Write the next part of the review of "Leaving India," picking up after its final sentence.

EXTRACT =>
───
“Leaving India – My Family’s Journey from Five Villages to Five Continents” by Minal Hajratwala

This book was a special find because it deals with emigrants from Gujarat, where most of my Indian neighbors come from. I study yoga at a local Hindu temple. Some (older) temple members speak only Gujarati.

This book also deals with a specific caste, the Khatri. There is tangential mention of “Patel” as a caste. It is a very common last name here, usually the most common name among our high school graduates, with 5 or 7 or 9 in a graduating class.

Members of the Khatri caste historically were weavers, but have moved into trade. Around here that means motels, restaurants and a wide range of small businesses. The author of this book is atypical. She is a journalist. Her father was an engineer/scientist, her mother a physical therapist. Their family of four included four nationalities – Indian, Fijian, New Zealander and American, the later two being the birthplaces of the author and her brother. (Possibly some of them have dual citizenship.) The family was in New Zealand at a time when Indians were normally excluded by racial quotas, but Hajratwala’s father had urgently needed scientific skills.
───
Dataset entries
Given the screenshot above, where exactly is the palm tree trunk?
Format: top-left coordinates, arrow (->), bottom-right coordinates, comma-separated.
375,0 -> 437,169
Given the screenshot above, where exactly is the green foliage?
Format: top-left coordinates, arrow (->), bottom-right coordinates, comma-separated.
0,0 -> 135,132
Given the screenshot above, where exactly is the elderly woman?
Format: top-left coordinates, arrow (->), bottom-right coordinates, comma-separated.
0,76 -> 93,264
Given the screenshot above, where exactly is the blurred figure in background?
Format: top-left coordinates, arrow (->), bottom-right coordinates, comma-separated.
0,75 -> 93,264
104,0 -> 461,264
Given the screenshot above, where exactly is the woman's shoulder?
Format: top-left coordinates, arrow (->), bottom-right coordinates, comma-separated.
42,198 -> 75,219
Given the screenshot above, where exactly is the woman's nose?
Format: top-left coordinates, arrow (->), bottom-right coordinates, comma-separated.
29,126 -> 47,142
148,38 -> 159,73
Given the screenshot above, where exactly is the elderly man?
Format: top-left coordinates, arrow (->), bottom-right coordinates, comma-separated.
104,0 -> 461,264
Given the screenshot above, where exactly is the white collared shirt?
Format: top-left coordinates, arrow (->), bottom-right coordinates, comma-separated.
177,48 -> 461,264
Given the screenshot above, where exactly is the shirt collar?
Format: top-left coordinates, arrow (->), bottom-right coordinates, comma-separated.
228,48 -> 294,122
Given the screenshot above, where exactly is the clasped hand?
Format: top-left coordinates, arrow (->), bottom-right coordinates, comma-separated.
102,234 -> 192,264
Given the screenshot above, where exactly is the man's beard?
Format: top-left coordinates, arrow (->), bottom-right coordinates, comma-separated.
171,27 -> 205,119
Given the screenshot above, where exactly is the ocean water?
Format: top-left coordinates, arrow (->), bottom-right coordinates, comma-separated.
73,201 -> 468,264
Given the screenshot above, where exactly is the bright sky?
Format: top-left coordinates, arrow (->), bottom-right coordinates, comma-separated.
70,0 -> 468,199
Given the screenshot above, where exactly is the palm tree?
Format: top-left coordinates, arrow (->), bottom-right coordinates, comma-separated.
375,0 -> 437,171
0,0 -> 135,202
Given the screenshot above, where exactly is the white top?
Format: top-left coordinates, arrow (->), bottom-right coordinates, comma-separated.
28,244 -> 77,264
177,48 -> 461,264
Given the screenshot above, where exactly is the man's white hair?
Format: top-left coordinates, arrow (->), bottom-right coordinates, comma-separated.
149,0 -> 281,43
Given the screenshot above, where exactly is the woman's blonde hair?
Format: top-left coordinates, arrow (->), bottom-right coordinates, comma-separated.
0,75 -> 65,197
───
EXPECTED ANSWER =>
Hajratwala is also exceptional in being openly gay. (I may be jumping to this conclusion. I don’t know the local Gujaratis well enough to be sure.)

I cannot imagine having SO MUCH FAMILY! Hajratwala travels around the world visiting cousins and aunts and relatives by marriage… She records their life stories in vivid detail. 

This is a great book for people adjusting to or curious about America’s current level of diversity, or for anyone with a geographical frame of mind and/or an interest in India. (It says next to nothing about yoga or meditation, which seem to be most irregularly distributed around the Indian subcontinent.) The focus of the book is on individual and family experiences. A little religion, and no politics.

I originally read this in October of 2009. Four years later, I’m still happily going to yoga class at the Hindu temple two or three times a week.